[GIVEN DATA]:
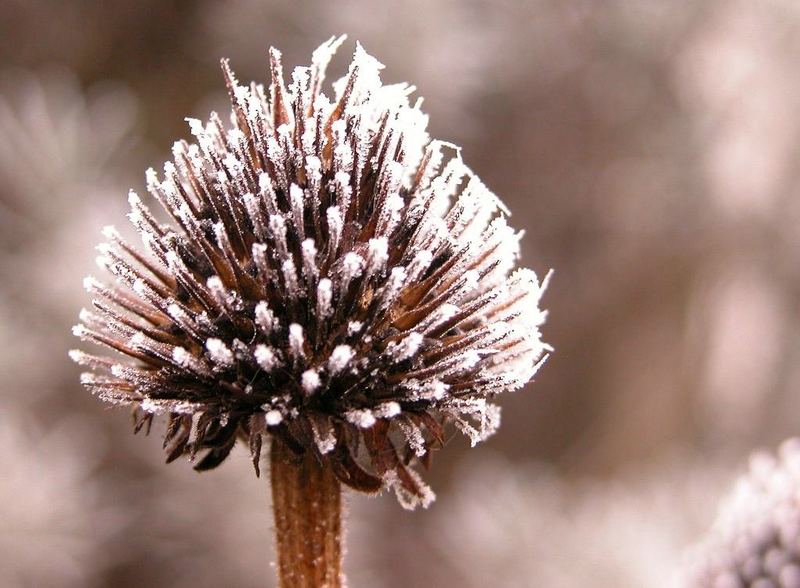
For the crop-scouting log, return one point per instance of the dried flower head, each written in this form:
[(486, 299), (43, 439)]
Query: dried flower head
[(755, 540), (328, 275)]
* * *
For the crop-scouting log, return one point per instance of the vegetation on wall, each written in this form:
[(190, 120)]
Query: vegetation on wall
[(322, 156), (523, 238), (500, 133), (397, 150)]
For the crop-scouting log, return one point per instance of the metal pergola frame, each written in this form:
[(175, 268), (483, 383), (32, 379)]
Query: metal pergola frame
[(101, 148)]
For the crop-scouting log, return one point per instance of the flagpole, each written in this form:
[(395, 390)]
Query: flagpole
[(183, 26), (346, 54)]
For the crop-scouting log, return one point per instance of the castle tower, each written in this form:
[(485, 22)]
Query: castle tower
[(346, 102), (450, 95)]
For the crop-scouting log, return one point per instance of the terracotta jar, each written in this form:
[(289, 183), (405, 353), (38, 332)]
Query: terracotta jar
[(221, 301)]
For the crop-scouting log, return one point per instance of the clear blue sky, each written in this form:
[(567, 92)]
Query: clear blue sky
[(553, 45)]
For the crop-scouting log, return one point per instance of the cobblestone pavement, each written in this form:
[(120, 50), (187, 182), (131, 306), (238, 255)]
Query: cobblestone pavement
---
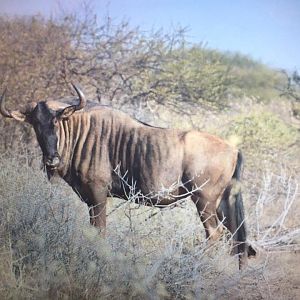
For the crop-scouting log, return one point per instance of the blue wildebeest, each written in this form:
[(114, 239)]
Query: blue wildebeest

[GIVEN INSTRUCTION]:
Pick out every line in the records above that contains the string "terracotta", and copy each of those lines in full. Case counts.

[WRITTEN SOLUTION]:
For the crop-scouting log, return one point per instance of the terracotta jar, each written in this form:
Query: terracotta jar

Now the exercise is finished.